Stored data entries:
Content starts
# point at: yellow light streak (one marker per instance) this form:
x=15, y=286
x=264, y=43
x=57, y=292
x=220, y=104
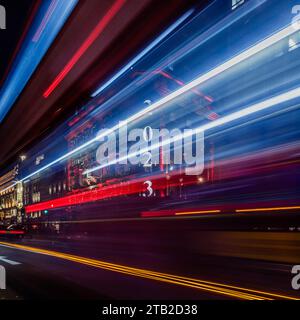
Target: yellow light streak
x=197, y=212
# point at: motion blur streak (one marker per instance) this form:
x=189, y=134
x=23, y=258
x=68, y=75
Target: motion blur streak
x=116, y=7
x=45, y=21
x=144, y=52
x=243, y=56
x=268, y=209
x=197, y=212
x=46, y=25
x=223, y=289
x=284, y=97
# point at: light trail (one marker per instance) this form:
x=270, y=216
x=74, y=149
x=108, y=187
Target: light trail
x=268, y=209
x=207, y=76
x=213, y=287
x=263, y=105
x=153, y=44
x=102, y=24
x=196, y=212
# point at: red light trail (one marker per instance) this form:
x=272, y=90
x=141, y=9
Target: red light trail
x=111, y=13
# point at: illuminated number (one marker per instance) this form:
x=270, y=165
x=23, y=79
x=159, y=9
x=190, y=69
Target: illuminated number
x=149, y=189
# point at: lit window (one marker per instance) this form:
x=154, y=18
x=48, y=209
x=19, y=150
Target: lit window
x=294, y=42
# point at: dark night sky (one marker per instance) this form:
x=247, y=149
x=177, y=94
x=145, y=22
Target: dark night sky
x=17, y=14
Content ends
• _Work instruction_:
Restate the records in full and word for word, but keep the pictures out.

• _Task response_:
# point at: yellow light streak (one marker per instance) this form:
x=15, y=286
x=264, y=43
x=57, y=292
x=220, y=104
Target: yellow light streak
x=197, y=212
# point at: motion blur streak (one marker per instance) this form:
x=189, y=134
x=23, y=258
x=68, y=75
Target: motion blur streak
x=116, y=7
x=45, y=21
x=144, y=52
x=243, y=56
x=268, y=209
x=197, y=212
x=46, y=25
x=223, y=289
x=284, y=97
# point at: light trail (one marker per instance) this form:
x=270, y=216
x=74, y=149
x=108, y=187
Target: light trail
x=268, y=209
x=207, y=76
x=213, y=287
x=263, y=105
x=153, y=44
x=102, y=24
x=196, y=212
# point at: red light trail (one marker per instance) this form:
x=272, y=90
x=141, y=9
Target: red light trail
x=111, y=13
# point at: illuminated number (one marker per instance) this form:
x=270, y=165
x=23, y=79
x=159, y=9
x=190, y=69
Target: illuminated number
x=149, y=189
# point at: lit window (one marker per instance) this form:
x=154, y=18
x=48, y=209
x=19, y=150
Target: lit window
x=294, y=42
# point at: dark night sky (one marker per instance) this form:
x=247, y=149
x=177, y=94
x=145, y=22
Target: dark night sky
x=17, y=14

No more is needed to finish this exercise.